THE PROBLEM
The required answer is an exact copy of the records below, without pictures.

Region pointing data

────

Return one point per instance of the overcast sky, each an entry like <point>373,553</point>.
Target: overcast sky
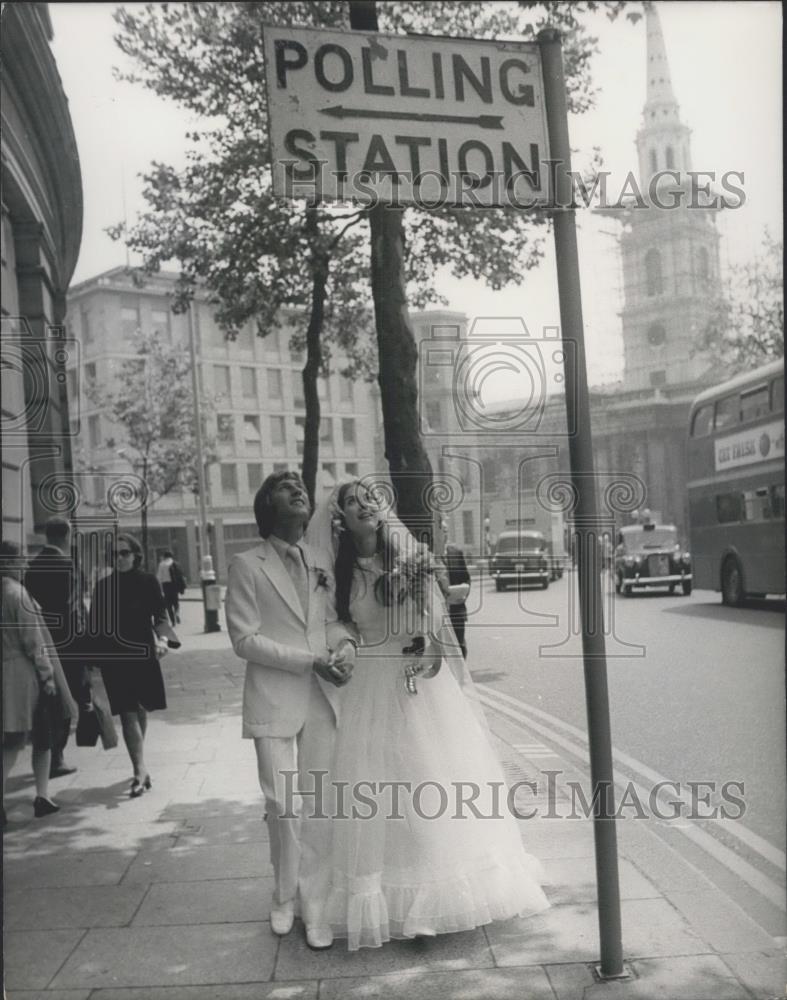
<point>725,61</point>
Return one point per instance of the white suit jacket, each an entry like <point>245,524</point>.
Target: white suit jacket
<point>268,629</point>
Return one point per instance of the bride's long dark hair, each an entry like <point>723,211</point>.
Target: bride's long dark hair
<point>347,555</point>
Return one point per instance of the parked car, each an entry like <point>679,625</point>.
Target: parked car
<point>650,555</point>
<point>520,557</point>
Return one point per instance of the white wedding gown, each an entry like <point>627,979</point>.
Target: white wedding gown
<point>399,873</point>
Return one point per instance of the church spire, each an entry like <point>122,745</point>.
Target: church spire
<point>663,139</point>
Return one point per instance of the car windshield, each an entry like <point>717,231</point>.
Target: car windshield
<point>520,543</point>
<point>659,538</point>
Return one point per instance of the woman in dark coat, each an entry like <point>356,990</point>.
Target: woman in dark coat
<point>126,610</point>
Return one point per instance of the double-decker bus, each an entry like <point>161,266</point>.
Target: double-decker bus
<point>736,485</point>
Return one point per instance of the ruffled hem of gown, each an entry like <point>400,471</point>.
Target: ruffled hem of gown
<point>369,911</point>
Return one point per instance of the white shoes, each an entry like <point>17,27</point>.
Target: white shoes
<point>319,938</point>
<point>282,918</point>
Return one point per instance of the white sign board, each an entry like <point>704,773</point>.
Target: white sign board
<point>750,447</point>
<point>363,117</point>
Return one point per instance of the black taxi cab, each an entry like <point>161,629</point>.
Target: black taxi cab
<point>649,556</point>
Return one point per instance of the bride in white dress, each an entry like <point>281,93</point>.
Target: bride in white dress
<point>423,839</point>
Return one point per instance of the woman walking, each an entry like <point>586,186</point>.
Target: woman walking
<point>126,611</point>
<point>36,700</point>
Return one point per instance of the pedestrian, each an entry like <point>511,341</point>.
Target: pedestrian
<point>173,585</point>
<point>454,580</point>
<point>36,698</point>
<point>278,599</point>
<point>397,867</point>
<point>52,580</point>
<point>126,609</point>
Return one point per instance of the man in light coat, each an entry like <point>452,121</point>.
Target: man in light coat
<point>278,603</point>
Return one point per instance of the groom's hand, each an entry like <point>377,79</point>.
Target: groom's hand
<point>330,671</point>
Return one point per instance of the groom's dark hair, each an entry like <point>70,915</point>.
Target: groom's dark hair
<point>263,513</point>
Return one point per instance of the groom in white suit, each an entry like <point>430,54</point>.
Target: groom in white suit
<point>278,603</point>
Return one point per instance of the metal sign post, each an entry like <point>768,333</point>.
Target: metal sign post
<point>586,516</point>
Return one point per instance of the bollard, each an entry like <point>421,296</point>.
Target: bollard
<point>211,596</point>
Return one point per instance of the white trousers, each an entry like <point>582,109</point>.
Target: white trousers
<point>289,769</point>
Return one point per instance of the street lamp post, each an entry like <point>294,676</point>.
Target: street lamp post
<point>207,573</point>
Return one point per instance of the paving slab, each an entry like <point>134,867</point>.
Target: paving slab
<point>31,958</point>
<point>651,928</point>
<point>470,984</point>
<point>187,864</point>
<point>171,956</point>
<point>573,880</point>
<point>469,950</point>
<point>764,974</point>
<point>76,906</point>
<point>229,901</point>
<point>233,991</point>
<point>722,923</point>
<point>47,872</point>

────

ANSWER TO THIS PROBLEM
Return one point per instance of the overcast sky, each an entry like <point>373,553</point>.
Target: overcast sky
<point>725,61</point>
Return one point per instance of the white suit jacket, each an entry like <point>245,524</point>.
Target: white suit jacket
<point>268,629</point>
Return one point per instance of the bride's long dark hair, each an entry like <point>723,211</point>.
Target: bride's long dark hair
<point>347,555</point>
Return one point per instance of the parked car, each an entry like <point>679,625</point>.
Target: parked car
<point>650,555</point>
<point>520,557</point>
Return one point per instance of the white wedding gown, each an entry like <point>627,979</point>.
Target: white wedding gown
<point>399,873</point>
Return one point per instance of the church spire, each an entry like <point>122,745</point>.
Target: church spire
<point>663,139</point>
Return one point per instance of the car windshield, each an entry like <point>717,231</point>.
Target: car windshield
<point>520,543</point>
<point>659,538</point>
Return one point per instance of the woman in dark coat, each an entry like <point>356,990</point>.
Target: woman in dark coat
<point>126,610</point>
Return one point per instance of the double-decker bus, each an entry like <point>161,266</point>.
Target: double-decker bus
<point>736,485</point>
Return one point per instance of the ruffled hem of gown, each an entry like <point>400,471</point>.
Target: ruffled hem of gown
<point>369,911</point>
Return one point per instance of the white shoes, each an entry like <point>17,27</point>.
Target: white shoes
<point>319,938</point>
<point>282,918</point>
Return one point per instance of the white sign board, each an entry like <point>704,773</point>.
Target: white sign board
<point>750,447</point>
<point>363,117</point>
Return one point per instance of the black taxi cab, each an entry like <point>161,629</point>.
Target: black taxi cab
<point>649,556</point>
Return one point per instance of the bride in white dress, each an entry like <point>281,93</point>.
Target: bride in white dress
<point>423,839</point>
Return one point per instance of the woman walking, each an entry like <point>586,186</point>.
Target: woman walking
<point>126,611</point>
<point>36,700</point>
Return one point per instance of the pedestrian, each an entry like <point>511,341</point>.
Target: pedestrian
<point>173,585</point>
<point>454,580</point>
<point>36,698</point>
<point>278,599</point>
<point>397,867</point>
<point>52,580</point>
<point>126,609</point>
Return one point per instance of the man in light coat, each an entry like <point>452,121</point>.
Target: man in light coat
<point>278,603</point>
Return one point per instance of the groom's hand, each an entry like <point>377,79</point>.
Target: groom's hand
<point>330,671</point>
Return one point per instance of the groom's dark hair, each an entry like <point>70,915</point>.
Target: groom's dark hair
<point>263,513</point>
Return one point per instance of the groom in white suit, each an entry like <point>430,54</point>.
Target: groom in white suit
<point>278,603</point>
Return one point per instance of the metal sign post, each an entry like <point>768,333</point>.
Target: metal sign post
<point>586,516</point>
Return one point per instance of the bollard, each an entry like <point>421,296</point>.
Target: bollard
<point>211,596</point>
Return one point per instance of the white trousers, each an entry like <point>582,109</point>.
Target: white trousers
<point>289,769</point>
Return one point per instance of the street lamp post, each an entry like <point>294,676</point>.
Target: street lamp post
<point>207,573</point>
Return one point per instance of the paving slab, each an entry like <point>134,867</point>.
Target: paving slab
<point>31,958</point>
<point>651,928</point>
<point>470,984</point>
<point>187,864</point>
<point>171,956</point>
<point>573,880</point>
<point>469,950</point>
<point>764,974</point>
<point>76,906</point>
<point>229,901</point>
<point>233,991</point>
<point>722,923</point>
<point>47,872</point>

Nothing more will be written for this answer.